▶ EXERCISE DESCRIPTION
Every line from the beginning of the records below up to the one holding "Mark a point on each instance of the gravel" should be quoted exactly; leave out the rest.

DATA Start Marker

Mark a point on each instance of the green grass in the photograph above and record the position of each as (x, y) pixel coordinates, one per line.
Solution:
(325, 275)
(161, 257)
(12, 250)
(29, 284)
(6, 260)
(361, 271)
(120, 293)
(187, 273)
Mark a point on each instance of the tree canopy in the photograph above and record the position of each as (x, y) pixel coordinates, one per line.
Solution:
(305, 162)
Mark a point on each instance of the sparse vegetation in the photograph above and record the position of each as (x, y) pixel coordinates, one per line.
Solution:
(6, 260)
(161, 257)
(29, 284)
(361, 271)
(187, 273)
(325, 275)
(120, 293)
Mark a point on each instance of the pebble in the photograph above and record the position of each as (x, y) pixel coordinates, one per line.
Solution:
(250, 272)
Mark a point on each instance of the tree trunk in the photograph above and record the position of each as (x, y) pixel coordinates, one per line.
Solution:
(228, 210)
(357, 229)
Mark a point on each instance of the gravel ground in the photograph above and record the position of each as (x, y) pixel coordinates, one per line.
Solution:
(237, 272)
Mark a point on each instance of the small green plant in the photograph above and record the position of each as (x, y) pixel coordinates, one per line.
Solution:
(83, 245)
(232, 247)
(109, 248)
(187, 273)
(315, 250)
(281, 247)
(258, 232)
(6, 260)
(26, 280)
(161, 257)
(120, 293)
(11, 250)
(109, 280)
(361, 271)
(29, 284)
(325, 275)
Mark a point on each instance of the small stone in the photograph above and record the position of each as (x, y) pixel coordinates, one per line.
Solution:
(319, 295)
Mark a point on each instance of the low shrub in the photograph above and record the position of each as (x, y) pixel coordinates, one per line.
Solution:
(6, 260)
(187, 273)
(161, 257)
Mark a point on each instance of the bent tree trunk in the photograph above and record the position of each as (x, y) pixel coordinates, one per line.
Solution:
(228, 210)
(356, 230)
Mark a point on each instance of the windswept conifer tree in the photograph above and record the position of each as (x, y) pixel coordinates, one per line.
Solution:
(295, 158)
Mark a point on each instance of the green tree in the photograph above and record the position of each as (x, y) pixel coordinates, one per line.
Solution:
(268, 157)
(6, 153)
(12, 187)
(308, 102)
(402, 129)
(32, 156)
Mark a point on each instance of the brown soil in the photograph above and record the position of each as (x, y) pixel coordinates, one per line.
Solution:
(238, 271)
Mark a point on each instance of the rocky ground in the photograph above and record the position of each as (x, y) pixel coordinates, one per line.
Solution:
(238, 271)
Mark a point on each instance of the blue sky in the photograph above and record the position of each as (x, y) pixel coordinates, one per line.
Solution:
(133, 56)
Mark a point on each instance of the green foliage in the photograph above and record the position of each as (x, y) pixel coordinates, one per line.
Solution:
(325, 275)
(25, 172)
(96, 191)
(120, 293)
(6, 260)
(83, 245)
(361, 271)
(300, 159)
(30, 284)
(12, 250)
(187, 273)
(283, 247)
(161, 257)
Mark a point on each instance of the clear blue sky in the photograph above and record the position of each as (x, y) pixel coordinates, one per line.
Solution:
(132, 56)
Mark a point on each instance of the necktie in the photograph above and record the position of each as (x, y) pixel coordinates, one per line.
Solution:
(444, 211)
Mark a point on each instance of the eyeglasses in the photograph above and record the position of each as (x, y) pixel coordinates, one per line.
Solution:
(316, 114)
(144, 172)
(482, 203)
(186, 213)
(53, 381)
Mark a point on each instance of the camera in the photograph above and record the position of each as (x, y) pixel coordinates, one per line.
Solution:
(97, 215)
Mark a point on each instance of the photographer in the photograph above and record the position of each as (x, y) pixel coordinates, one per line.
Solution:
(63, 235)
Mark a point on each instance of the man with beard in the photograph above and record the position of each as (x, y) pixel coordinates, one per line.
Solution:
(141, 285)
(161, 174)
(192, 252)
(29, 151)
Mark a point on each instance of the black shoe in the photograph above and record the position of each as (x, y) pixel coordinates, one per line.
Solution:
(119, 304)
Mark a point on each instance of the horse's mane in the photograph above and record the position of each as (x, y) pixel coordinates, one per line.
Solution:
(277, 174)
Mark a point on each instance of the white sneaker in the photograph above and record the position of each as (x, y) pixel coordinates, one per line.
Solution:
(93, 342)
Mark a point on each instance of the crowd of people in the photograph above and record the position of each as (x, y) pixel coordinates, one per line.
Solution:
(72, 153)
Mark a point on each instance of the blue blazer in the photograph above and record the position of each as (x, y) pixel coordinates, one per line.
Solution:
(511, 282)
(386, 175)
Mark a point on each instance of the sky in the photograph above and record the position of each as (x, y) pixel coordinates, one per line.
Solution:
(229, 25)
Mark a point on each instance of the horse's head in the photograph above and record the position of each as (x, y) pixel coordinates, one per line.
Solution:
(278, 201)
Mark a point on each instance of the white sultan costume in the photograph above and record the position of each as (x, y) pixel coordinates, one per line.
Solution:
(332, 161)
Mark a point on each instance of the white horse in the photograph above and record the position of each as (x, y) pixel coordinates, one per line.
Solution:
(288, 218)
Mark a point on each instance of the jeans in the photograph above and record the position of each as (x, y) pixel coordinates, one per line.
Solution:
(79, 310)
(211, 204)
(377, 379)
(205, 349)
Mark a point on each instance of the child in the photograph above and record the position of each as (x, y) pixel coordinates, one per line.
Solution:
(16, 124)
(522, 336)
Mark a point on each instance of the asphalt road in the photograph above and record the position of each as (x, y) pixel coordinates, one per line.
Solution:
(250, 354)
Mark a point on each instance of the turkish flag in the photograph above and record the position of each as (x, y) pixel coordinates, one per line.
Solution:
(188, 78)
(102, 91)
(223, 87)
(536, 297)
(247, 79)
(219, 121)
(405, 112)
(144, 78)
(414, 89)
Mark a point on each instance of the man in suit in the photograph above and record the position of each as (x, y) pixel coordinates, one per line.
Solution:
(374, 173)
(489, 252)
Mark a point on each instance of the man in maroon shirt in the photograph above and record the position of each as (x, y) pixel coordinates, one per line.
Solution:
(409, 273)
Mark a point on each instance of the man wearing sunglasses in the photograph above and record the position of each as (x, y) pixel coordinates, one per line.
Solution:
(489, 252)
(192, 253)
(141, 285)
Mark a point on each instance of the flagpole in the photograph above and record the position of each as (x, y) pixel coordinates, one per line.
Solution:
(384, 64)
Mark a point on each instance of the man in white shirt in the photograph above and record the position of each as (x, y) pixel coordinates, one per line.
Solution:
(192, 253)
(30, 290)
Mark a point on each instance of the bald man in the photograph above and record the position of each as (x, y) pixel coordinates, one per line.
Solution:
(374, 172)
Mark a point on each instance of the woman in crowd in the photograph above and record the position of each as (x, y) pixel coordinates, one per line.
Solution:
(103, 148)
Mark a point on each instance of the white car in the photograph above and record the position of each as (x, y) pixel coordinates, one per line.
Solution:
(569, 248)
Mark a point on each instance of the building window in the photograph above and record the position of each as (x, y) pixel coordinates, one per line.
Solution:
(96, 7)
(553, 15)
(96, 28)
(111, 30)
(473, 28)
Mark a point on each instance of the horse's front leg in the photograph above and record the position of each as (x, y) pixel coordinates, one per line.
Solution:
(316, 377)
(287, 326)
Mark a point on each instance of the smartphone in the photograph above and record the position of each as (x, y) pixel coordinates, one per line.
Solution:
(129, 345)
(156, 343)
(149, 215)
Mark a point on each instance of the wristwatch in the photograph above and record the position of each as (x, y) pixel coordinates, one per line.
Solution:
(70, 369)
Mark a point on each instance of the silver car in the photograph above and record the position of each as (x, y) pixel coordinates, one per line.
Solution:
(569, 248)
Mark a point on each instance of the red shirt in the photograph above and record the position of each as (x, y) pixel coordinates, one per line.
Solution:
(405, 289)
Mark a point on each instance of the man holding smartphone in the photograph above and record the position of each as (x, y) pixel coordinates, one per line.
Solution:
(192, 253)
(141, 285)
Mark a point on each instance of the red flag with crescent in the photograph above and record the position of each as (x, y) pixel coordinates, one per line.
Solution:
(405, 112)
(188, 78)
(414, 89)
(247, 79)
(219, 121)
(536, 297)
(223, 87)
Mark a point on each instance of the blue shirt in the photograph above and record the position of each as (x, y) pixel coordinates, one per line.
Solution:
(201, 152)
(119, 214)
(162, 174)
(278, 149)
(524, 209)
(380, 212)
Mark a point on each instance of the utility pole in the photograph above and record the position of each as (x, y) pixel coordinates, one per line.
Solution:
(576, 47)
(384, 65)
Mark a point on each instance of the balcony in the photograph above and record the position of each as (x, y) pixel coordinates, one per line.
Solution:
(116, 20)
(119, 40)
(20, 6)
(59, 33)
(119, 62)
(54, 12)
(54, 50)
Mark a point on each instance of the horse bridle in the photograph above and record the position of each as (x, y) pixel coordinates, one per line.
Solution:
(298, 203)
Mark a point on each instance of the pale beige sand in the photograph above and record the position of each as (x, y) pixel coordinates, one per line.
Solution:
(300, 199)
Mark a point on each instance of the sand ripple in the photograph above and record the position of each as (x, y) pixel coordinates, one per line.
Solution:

DATA End Marker

▶ EXERCISE RESULT
Mark a point on each instance of the green grass in the photograph above and record the position of each as (x, y) pixel coordinates, one per line.
Solution:
(325, 275)
(161, 257)
(12, 250)
(29, 284)
(6, 260)
(361, 271)
(120, 293)
(187, 273)
Mark a point on each instance of the tree canopy in the photograph above and record the position of each as (x, y) pixel coordinates, one per line.
Solution:
(305, 162)
Mark a point on each instance of the sparse vegetation in the photograph above and record the position of each as (x, y) pixel coordinates, one per line.
Solution:
(6, 260)
(161, 257)
(29, 284)
(361, 271)
(187, 273)
(325, 275)
(120, 293)
Mark a point on each instance of the pebble in the photograph above and record the position of each as (x, y) pixel coordinates, one per line.
Solution:
(250, 272)
Mark a point on each instance of the tree trunk in the photograph above and record the position of each as (x, y) pixel coordinates, one per line.
Solution:
(228, 210)
(357, 229)
Mark a point on each instance of the gravel ground in the photograph above and record the position of each as (x, y) pixel coordinates, one per line.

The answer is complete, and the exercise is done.